** Opening Exercise data block **

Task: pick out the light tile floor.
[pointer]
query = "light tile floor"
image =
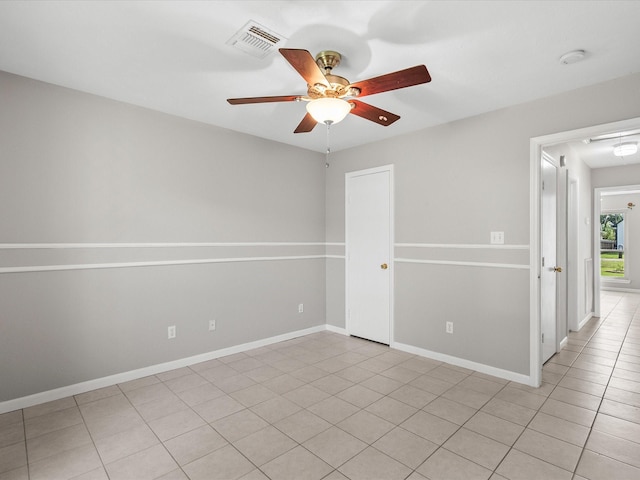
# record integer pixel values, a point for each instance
(334, 407)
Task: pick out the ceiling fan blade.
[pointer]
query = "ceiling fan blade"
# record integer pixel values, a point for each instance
(305, 65)
(306, 125)
(393, 81)
(280, 98)
(375, 114)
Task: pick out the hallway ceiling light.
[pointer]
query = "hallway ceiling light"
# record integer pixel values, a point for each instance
(624, 149)
(572, 57)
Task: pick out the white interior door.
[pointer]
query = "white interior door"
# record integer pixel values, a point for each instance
(369, 243)
(548, 261)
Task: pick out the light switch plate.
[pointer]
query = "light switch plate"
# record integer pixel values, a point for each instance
(497, 238)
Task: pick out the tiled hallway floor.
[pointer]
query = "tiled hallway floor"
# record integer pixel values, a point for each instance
(334, 407)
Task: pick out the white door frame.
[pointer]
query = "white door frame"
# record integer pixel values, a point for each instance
(389, 169)
(545, 157)
(535, 151)
(573, 241)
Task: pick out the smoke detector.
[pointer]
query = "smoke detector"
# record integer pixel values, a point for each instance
(572, 57)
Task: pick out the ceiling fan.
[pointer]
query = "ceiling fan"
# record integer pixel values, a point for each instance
(330, 97)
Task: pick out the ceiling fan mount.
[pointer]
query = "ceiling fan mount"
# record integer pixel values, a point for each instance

** Closing Exercise data block **

What needs to be done:
Give an exact copy of the material, leaving out every picture.

Exercise result:
Task: pick out the light tile floor.
[pointer]
query = "light tile floor"
image =
# record integer pixel values, a point for each instance
(334, 407)
Task: pick out the ceiling fan blade.
[pointer]
query = "ceiling fan blade"
# record integer pixel values, a point for each instance
(305, 65)
(306, 125)
(393, 81)
(280, 98)
(375, 114)
Task: pick out the hallway ceiling light.
[pointer]
query = "hallway ceiling light"
# record integer pixel values, a point for each instance
(624, 149)
(572, 57)
Task: pick out the white interior door.
[pointer]
query = "white interior door"
# record integer pixel values, a point for each instance
(369, 243)
(548, 261)
Task: pick out the light switch plate.
[pointer]
query = "light switch plate"
# record integer pixel values, a point for each instance
(497, 238)
Task: pick out the tiled hallway floor.
[pointer]
query = "tiled hallway floor"
# record integer pixel values, a point for each instance
(334, 407)
Task: pick out the white door frame.
[pointer]
query = "white door frame"
# record integer pixel values, a point for each instance
(389, 169)
(545, 157)
(535, 151)
(573, 241)
Task: pick out the smoke detector.
[pointer]
query = "smoke detector"
# record integer pixel values, a point for each instance
(572, 57)
Task: pick out the ceiling fan.
[pointer]
query = "ceiling fan"
# record integer pixel values, a point for each instance
(330, 97)
Task: pick out the ceiling fan mount.
[pointer]
query = "ceiling fan mount"
# record integer pixel values, a point for each instance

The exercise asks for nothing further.